• **Filas del ejercicio**
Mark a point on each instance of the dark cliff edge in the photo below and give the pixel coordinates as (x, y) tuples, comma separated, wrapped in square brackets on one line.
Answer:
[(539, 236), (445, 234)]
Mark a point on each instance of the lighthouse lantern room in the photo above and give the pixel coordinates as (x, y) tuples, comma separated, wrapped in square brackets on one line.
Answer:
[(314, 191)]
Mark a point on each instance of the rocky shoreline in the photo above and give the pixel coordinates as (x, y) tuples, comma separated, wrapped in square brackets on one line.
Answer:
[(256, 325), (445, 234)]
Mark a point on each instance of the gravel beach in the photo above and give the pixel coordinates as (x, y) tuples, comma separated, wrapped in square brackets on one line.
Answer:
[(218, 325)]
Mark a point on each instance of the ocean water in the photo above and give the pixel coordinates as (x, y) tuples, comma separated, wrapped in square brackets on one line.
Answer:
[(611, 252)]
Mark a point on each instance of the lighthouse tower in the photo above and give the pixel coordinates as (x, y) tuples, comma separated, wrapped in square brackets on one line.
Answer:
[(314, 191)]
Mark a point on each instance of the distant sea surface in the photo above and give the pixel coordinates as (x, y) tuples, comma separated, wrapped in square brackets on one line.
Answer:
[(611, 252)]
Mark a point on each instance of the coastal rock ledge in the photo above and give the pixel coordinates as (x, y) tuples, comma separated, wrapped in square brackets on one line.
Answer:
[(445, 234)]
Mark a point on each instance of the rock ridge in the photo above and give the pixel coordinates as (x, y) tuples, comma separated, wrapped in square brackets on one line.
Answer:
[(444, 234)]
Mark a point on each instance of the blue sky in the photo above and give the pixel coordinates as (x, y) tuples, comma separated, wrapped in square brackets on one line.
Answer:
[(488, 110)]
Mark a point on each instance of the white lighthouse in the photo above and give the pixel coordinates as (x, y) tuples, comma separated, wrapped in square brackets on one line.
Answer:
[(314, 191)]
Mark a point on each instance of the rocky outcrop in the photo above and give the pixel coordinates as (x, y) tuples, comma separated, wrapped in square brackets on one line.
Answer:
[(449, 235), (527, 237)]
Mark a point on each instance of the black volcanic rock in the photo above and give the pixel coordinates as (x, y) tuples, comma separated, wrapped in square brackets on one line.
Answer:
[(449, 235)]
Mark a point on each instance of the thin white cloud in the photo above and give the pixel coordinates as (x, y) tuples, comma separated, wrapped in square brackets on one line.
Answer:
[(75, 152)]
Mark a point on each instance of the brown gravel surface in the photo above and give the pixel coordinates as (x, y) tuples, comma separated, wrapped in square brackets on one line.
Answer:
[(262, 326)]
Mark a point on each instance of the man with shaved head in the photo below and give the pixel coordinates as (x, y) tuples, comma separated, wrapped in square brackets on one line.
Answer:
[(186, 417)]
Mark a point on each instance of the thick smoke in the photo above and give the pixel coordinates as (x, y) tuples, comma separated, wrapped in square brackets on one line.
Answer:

• **Requisitos de la tarea**
Reescala las líneas comprendidas entre la que contiene "Mark a point on each instance of the rocky outcrop" y el final de las filas, ambas incluidas, y escríbelas de nuevo completas. Multiplica por 1,1 cada coordenada que aparece entre corchetes y redondéala a un número entero, con las mitades hacia arriba, dejando el resto del texto igual.

• **Respuesta completa**
Mark a point on each instance of the rocky outcrop in the photo above and give the pixel coordinates as (x, y) tuples, comma separated, wrapped in square brackets on one line.
Answer:
[(494, 259), (580, 261)]
Mark a point on each instance of the black volcanic rock in the photo above and give the pixel coordinates as (x, y) tuples, comma separated, wrapped in square brackets on one line.
Answer:
[(494, 259)]
Mark a point on each instance of the thin white cloud in the photo above and give the pixel coordinates as (x, y) tuples, comma separated, wrapped in square brackets on one line.
Answer:
[(83, 167)]
Mark a point on each instance of the brown gravel surface in the photo above and give the pixel coordinates as (x, y) tuples, comma separated, wrapped in square brackets on one line.
Answer:
[(288, 359)]
Mark a point on each instance of the man with shaved head in the photo below and give the pixel coordinates as (x, y) tuples, comma separated, wrapped in square brackets on one line.
Answer:
[(205, 459)]
Mark a point on each instance of the thick smoke in the photo above and give the pixel coordinates as (x, y) tuples, comma separated, wrapped in square brackets on one line.
Answer:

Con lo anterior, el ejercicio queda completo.